• [Article]:
# Rebel 2000 Pop Up Flash Not Firing



## Hunter-W7NUK (Jul 29, 2018)

I have been looking around to find a solution to my problem. I have not been able to find any information on any Canon camera that has been of any use. I'm asking here to see if anyone can give some ideas as to my problem. I am also very new to photography. I have only been shooting film for the last month on my Minolta X 700 and now this Canon Rebel 2000. So please be nice!

My pop up flash will not fire. It pops up just fine in the auto modes, and when I push the flash button when in the "creative" modes. It just will not fire. When the flash pops up in the auto modes, I hear a slight repeating clicking noise as it tries to fire the flash quickly for the auto focus. I can also hear a slight whine that peters off quickly. The whining comes back if I push the flash down then pop it back up. Then it just goes away a few seconds later. This seems to be saying the charge circuit is working? Right? But, I know for sure that this problem is not the micro switch in the hot shoe. I can freely move the switch and push it down which makes the camera flash will not pop up. I have also used plenty of electrical contact cleaner in there so that plenty should have got in there. I used a q-tip and was sparing of course! I'm leaning on the flash tube being bad but, I am unable to test further right now, and I don't know how to disassemble to camera to check this or replace it!

• [Your objective]:
List every camera component that the poster names in the forum thread about the Rebel 2000 flash.

Records from a dataset:
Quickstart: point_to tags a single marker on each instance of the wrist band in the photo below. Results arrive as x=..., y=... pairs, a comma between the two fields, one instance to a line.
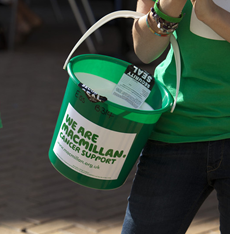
x=164, y=16
x=160, y=35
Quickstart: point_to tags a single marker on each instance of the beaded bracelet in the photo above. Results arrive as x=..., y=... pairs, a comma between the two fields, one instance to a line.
x=164, y=16
x=160, y=35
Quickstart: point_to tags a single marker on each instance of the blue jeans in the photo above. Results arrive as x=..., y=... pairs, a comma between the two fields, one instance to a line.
x=172, y=182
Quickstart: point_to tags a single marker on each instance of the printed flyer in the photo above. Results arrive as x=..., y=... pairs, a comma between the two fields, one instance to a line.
x=90, y=149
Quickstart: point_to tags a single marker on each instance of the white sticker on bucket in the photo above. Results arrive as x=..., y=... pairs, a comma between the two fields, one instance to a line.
x=90, y=149
x=134, y=86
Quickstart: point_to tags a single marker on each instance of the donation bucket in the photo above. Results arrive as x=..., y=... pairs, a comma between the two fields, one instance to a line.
x=99, y=135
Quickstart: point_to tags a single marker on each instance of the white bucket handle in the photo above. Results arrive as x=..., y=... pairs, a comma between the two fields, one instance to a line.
x=134, y=15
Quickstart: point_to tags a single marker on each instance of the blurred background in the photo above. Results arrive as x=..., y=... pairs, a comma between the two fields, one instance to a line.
x=36, y=37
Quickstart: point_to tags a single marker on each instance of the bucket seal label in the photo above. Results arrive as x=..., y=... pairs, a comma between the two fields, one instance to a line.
x=134, y=86
x=90, y=149
x=92, y=95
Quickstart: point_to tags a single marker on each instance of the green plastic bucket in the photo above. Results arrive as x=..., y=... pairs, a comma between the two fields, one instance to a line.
x=96, y=142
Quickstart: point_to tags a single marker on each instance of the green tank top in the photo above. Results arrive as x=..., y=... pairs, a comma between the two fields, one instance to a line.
x=202, y=112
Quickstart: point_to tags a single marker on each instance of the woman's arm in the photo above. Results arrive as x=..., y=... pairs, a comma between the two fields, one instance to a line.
x=147, y=45
x=214, y=16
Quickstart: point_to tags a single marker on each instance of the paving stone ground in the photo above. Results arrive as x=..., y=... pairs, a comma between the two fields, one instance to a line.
x=34, y=197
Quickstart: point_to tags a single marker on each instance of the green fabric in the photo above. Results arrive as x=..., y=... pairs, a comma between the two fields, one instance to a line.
x=203, y=107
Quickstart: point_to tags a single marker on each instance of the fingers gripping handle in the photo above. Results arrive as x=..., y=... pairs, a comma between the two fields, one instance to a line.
x=134, y=15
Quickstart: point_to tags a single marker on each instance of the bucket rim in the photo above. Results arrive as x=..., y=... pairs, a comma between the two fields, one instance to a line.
x=69, y=69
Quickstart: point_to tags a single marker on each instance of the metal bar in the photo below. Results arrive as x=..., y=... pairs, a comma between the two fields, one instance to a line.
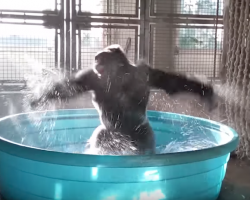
x=151, y=46
x=23, y=16
x=81, y=20
x=154, y=14
x=56, y=47
x=136, y=44
x=79, y=6
x=62, y=36
x=215, y=40
x=47, y=12
x=21, y=23
x=190, y=16
x=83, y=27
x=56, y=3
x=137, y=8
x=142, y=29
x=147, y=32
x=186, y=26
x=72, y=36
x=79, y=49
x=67, y=45
x=88, y=14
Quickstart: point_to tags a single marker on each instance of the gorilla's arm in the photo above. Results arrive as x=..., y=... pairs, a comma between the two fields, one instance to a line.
x=174, y=83
x=68, y=88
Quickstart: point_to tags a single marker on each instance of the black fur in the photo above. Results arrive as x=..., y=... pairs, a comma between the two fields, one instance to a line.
x=120, y=94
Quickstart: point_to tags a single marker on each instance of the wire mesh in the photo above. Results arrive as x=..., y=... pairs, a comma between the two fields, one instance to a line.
x=187, y=50
x=23, y=49
x=193, y=7
x=29, y=5
x=96, y=39
x=127, y=7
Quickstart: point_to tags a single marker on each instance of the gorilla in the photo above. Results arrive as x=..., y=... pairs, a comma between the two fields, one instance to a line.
x=120, y=92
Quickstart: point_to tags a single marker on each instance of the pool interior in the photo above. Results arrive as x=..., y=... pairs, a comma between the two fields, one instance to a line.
x=69, y=132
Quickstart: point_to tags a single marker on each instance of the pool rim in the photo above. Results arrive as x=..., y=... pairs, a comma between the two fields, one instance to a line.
x=83, y=160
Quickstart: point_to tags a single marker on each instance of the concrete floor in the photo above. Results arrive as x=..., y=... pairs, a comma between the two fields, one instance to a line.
x=236, y=185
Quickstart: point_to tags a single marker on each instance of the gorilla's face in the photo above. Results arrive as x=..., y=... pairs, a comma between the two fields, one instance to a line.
x=109, y=61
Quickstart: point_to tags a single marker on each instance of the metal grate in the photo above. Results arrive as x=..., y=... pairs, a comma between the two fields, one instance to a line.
x=29, y=5
x=96, y=39
x=189, y=50
x=192, y=7
x=125, y=7
x=23, y=49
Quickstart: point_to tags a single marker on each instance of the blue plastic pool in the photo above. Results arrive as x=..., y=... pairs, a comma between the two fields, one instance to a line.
x=34, y=164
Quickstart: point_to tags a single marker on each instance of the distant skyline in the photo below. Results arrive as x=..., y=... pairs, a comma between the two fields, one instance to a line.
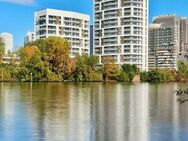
x=17, y=15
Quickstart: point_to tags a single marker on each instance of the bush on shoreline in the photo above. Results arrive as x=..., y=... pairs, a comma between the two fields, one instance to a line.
x=49, y=60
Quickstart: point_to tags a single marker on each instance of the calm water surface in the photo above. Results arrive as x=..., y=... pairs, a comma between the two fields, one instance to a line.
x=92, y=112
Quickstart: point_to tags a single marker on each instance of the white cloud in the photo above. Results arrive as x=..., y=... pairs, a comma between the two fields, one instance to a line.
x=25, y=2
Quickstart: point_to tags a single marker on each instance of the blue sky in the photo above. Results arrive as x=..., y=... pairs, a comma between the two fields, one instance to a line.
x=16, y=16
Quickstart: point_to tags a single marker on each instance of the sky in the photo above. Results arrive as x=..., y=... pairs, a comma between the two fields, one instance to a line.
x=16, y=16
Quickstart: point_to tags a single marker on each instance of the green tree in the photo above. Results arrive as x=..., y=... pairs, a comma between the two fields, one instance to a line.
x=110, y=69
x=182, y=70
x=55, y=53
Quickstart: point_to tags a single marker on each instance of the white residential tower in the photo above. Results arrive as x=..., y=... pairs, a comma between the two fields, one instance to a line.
x=121, y=31
x=70, y=25
x=8, y=41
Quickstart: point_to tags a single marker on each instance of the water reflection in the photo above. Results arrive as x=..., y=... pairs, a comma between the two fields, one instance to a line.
x=91, y=112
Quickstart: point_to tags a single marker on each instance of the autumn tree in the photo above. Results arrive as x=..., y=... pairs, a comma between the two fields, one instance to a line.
x=56, y=55
x=109, y=68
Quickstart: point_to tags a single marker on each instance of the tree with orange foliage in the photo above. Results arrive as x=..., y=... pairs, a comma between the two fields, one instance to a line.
x=109, y=68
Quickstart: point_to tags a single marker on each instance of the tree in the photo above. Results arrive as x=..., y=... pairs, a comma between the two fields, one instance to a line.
x=85, y=68
x=55, y=55
x=182, y=70
x=109, y=68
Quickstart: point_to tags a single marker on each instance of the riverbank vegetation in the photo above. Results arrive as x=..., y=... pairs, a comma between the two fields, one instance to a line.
x=49, y=60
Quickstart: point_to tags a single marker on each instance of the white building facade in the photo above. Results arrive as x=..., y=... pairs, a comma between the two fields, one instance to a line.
x=121, y=31
x=29, y=37
x=8, y=41
x=70, y=25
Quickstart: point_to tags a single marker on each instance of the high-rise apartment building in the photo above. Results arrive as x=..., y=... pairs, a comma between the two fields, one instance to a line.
x=184, y=38
x=163, y=47
x=121, y=31
x=168, y=41
x=73, y=26
x=8, y=41
x=29, y=37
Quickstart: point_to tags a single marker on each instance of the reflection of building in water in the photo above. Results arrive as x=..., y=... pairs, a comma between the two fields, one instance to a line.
x=122, y=113
x=165, y=111
x=80, y=114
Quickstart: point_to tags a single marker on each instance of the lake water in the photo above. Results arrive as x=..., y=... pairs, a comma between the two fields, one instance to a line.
x=92, y=112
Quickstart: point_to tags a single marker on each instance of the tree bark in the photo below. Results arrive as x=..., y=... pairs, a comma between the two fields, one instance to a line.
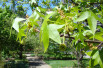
x=21, y=52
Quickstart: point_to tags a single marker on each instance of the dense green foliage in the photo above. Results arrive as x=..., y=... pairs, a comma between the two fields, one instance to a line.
x=78, y=20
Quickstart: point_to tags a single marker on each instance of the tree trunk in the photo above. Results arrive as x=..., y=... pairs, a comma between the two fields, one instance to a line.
x=79, y=57
x=21, y=52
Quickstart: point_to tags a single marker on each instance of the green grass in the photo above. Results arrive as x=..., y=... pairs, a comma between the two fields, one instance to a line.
x=60, y=63
x=64, y=63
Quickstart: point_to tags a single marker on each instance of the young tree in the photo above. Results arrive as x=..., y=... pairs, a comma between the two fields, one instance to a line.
x=76, y=20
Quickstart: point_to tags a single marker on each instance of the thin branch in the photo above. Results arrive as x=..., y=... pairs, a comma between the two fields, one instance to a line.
x=90, y=41
x=99, y=45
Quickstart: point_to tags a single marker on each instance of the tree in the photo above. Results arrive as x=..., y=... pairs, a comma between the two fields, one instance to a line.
x=77, y=20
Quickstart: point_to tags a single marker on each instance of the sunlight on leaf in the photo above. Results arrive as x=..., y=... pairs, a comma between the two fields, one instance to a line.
x=16, y=23
x=53, y=32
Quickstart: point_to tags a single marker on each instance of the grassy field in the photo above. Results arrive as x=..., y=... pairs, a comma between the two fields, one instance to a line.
x=64, y=63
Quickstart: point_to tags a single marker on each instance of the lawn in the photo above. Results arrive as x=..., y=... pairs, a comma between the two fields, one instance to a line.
x=64, y=63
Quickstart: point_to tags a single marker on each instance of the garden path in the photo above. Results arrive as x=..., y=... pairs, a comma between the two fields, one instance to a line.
x=36, y=62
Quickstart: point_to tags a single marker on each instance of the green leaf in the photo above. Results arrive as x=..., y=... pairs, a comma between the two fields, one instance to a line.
x=97, y=18
x=99, y=36
x=87, y=33
x=53, y=32
x=97, y=57
x=83, y=16
x=32, y=1
x=16, y=23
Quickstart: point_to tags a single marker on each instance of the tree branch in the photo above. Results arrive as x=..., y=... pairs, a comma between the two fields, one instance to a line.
x=90, y=41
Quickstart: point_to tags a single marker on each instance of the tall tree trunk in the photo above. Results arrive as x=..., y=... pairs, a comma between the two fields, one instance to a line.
x=21, y=52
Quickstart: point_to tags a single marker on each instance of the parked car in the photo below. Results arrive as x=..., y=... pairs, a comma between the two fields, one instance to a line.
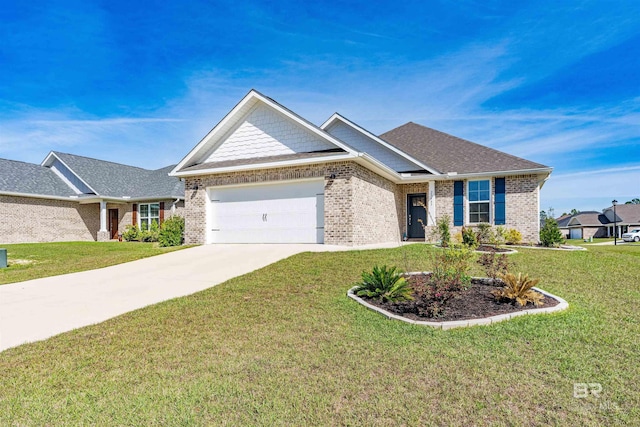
x=632, y=236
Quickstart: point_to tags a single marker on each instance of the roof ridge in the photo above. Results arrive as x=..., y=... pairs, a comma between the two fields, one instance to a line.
x=102, y=161
x=470, y=142
x=19, y=161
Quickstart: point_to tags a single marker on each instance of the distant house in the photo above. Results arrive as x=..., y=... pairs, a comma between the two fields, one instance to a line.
x=69, y=197
x=585, y=225
x=596, y=224
x=563, y=224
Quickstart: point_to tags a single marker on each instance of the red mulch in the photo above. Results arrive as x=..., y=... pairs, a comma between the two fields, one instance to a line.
x=475, y=303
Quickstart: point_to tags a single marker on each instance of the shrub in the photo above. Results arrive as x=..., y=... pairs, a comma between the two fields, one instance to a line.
x=469, y=238
x=498, y=235
x=494, y=265
x=518, y=289
x=131, y=233
x=442, y=230
x=448, y=279
x=171, y=231
x=550, y=235
x=484, y=235
x=385, y=284
x=513, y=236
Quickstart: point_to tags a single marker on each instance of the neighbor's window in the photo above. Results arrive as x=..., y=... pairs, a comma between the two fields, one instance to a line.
x=148, y=213
x=479, y=201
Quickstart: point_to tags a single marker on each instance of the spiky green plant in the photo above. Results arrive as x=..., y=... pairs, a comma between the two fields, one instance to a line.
x=518, y=289
x=384, y=283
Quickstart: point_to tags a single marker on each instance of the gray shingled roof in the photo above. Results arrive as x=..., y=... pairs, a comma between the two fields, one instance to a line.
x=590, y=218
x=447, y=153
x=110, y=179
x=627, y=214
x=28, y=178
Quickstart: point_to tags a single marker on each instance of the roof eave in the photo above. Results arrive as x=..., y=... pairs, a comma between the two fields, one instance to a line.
x=38, y=196
x=375, y=138
x=46, y=163
x=251, y=96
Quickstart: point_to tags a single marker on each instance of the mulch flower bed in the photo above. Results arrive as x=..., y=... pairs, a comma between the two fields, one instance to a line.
x=474, y=303
x=496, y=249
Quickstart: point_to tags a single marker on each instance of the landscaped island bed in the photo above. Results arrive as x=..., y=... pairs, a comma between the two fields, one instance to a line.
x=477, y=302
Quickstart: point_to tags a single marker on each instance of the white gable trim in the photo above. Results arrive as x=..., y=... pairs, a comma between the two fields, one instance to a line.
x=266, y=165
x=239, y=111
x=337, y=117
x=48, y=161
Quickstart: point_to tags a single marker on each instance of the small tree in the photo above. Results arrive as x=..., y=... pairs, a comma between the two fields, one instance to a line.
x=550, y=235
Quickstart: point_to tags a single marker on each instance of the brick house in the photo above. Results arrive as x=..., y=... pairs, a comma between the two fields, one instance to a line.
x=71, y=198
x=264, y=174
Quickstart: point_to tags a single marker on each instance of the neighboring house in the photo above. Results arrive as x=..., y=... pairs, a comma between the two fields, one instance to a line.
x=69, y=197
x=584, y=225
x=265, y=174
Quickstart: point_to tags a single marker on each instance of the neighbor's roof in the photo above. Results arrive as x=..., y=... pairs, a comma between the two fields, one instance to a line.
x=109, y=179
x=29, y=178
x=447, y=153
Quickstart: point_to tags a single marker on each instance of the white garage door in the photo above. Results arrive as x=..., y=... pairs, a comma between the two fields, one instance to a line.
x=291, y=212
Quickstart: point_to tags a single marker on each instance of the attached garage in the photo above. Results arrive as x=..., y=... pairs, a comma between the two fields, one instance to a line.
x=282, y=212
x=575, y=233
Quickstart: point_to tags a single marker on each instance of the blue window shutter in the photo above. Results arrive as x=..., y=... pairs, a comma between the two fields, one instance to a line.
x=500, y=217
x=458, y=203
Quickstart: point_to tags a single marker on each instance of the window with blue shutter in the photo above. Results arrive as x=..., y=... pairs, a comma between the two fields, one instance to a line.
x=458, y=203
x=500, y=217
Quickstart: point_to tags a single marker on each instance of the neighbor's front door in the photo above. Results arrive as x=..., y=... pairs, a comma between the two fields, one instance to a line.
x=416, y=210
x=113, y=223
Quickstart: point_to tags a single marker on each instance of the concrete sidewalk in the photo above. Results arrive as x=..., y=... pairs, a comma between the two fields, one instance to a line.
x=41, y=308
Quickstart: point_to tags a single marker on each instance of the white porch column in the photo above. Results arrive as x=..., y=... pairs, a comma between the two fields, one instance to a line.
x=103, y=215
x=431, y=203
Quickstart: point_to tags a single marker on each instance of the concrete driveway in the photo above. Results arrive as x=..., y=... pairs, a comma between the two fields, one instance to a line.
x=41, y=308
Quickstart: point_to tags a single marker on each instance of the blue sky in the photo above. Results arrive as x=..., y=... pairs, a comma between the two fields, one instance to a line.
x=142, y=82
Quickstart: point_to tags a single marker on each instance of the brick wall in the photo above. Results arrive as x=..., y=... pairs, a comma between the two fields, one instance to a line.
x=521, y=205
x=375, y=208
x=31, y=220
x=360, y=206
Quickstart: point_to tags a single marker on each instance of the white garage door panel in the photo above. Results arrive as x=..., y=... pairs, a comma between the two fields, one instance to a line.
x=271, y=213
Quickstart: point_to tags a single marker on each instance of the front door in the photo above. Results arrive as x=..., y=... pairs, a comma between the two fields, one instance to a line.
x=416, y=215
x=113, y=223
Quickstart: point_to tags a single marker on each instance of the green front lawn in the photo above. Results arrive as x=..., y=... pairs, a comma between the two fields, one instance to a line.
x=35, y=260
x=284, y=346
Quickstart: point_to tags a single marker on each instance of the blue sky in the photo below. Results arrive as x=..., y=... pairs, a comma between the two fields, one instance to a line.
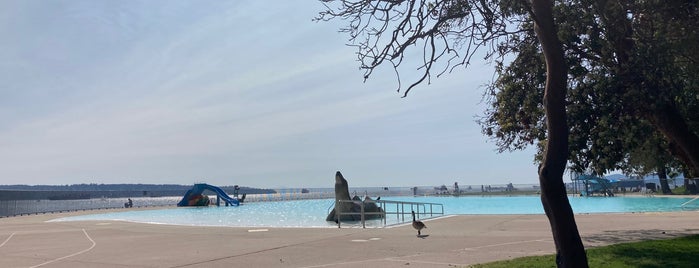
x=225, y=92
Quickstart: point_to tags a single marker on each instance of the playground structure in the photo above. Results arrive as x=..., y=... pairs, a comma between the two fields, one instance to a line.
x=596, y=185
x=195, y=196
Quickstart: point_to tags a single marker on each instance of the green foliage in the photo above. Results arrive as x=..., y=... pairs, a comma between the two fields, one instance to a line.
x=626, y=63
x=678, y=252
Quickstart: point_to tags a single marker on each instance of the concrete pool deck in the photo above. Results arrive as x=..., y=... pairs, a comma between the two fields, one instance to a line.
x=30, y=241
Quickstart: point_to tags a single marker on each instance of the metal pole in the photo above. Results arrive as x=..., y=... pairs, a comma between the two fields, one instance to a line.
x=362, y=205
x=337, y=213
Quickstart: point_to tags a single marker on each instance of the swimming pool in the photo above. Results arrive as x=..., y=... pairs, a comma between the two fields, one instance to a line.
x=312, y=213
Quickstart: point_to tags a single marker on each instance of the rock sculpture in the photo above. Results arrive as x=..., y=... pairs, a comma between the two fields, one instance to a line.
x=342, y=193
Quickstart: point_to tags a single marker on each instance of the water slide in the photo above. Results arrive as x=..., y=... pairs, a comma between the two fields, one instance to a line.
x=193, y=197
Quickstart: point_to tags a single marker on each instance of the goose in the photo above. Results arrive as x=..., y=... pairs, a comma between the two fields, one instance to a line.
x=418, y=225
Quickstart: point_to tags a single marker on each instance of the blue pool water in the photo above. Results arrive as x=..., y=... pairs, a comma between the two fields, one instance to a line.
x=312, y=213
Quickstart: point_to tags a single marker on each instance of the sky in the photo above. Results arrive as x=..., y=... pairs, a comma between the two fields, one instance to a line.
x=226, y=92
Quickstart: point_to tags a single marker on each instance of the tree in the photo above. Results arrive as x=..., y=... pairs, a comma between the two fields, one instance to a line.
x=631, y=77
x=450, y=31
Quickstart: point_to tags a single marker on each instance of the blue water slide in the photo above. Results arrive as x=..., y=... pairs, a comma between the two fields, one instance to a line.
x=199, y=188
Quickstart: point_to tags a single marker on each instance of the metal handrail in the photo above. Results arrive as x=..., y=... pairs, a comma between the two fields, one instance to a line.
x=400, y=210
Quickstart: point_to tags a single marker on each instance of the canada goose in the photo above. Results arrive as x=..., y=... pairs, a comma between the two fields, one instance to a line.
x=418, y=225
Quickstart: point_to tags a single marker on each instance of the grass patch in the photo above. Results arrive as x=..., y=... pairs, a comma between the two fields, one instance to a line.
x=677, y=252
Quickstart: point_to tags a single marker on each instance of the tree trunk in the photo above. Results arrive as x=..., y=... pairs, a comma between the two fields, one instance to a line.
x=662, y=176
x=673, y=126
x=569, y=248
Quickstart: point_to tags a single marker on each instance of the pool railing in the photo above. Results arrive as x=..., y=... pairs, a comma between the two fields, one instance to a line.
x=422, y=210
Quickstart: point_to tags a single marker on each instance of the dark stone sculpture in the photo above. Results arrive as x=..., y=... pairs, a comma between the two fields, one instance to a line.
x=342, y=193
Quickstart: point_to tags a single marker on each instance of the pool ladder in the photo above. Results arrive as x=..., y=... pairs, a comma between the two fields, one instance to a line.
x=421, y=210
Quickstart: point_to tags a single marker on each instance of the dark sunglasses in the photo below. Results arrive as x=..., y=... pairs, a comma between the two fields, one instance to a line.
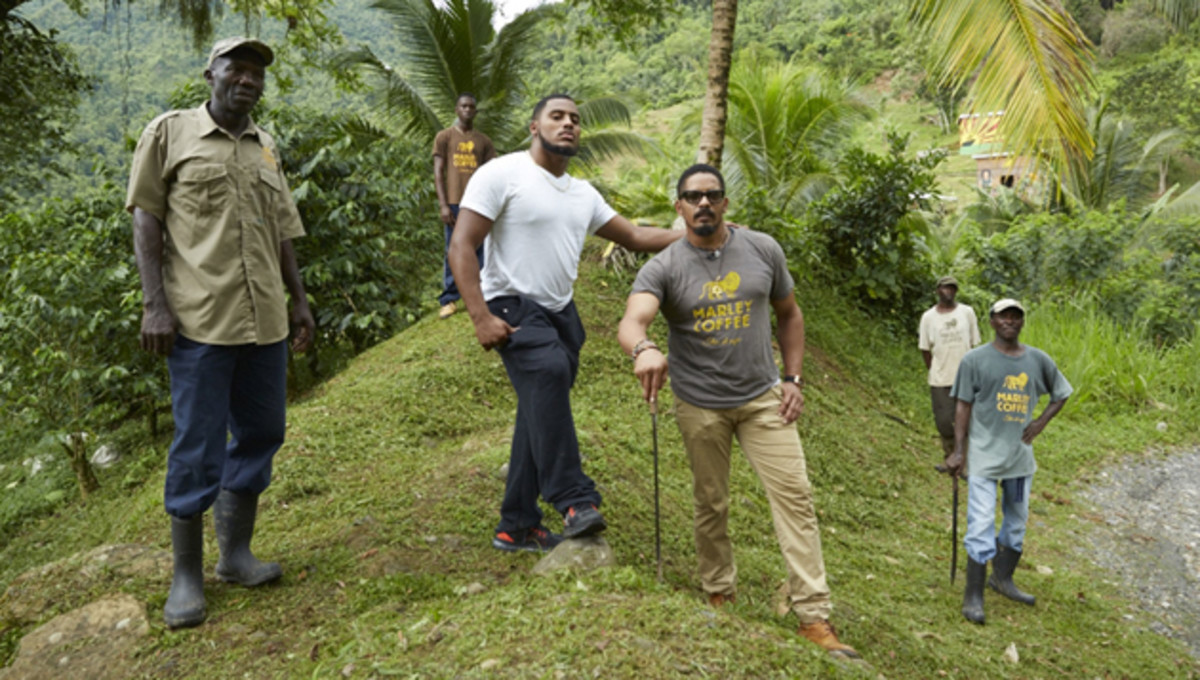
x=693, y=197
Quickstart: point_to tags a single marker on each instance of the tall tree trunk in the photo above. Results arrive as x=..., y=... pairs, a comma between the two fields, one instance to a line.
x=720, y=58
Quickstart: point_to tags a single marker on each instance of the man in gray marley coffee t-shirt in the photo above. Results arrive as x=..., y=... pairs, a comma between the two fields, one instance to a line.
x=717, y=289
x=997, y=387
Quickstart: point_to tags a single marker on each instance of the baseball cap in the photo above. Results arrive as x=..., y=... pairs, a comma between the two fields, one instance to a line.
x=1006, y=304
x=228, y=44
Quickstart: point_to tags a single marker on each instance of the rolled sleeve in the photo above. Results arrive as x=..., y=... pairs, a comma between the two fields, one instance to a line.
x=148, y=186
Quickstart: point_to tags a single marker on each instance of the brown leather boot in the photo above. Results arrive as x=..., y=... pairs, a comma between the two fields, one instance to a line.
x=823, y=635
x=721, y=599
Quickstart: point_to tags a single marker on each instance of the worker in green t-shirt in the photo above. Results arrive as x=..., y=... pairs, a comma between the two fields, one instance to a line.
x=997, y=387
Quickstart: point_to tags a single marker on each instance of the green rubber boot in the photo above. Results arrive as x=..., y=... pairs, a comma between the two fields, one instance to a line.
x=233, y=515
x=185, y=602
x=972, y=596
x=1002, y=567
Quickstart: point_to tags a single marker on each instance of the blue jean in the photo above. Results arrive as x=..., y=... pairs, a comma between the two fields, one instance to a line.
x=982, y=537
x=449, y=288
x=229, y=404
x=543, y=359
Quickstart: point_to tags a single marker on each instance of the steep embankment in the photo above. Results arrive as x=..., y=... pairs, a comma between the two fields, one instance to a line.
x=387, y=491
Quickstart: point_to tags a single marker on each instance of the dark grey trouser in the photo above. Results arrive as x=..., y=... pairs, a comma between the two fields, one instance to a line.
x=543, y=359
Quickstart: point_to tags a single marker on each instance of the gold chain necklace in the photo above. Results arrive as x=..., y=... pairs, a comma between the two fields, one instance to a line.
x=714, y=254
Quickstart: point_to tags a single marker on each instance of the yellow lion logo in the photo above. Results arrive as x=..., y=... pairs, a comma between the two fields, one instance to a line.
x=1017, y=381
x=721, y=288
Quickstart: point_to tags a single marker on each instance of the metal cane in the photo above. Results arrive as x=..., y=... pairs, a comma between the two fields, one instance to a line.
x=954, y=530
x=658, y=524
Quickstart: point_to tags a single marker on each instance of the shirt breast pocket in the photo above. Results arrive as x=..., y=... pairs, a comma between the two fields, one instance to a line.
x=270, y=191
x=203, y=188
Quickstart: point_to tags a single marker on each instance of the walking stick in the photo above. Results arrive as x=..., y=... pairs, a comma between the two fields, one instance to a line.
x=954, y=531
x=658, y=525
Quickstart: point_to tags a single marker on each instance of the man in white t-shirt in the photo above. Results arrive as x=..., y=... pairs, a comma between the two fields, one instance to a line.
x=535, y=218
x=948, y=331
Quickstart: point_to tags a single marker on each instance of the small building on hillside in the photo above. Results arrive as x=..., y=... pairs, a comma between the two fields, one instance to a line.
x=995, y=167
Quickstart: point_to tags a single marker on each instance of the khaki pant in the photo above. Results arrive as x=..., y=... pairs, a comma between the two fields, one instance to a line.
x=774, y=451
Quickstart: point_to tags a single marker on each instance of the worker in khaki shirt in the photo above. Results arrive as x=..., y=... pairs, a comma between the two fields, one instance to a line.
x=213, y=228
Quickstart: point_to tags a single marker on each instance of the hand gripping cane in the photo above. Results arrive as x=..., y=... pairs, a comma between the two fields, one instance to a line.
x=658, y=524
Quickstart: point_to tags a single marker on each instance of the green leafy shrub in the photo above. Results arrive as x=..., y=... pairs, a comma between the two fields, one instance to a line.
x=70, y=313
x=875, y=238
x=373, y=239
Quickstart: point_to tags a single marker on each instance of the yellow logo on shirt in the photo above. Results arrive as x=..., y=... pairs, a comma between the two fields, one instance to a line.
x=1014, y=403
x=721, y=288
x=1017, y=381
x=465, y=157
x=726, y=313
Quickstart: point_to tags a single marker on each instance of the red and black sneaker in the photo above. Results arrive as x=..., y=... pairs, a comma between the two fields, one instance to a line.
x=582, y=521
x=533, y=540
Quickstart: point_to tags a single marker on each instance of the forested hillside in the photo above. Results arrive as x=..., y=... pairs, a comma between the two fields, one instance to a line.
x=840, y=140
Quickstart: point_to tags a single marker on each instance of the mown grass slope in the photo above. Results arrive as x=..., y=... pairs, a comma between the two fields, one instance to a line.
x=387, y=491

• [The answer]:
- Pop up flash
- Flash button
- Charge circuit
- Micro switch
- Hot shoe
- Flash tube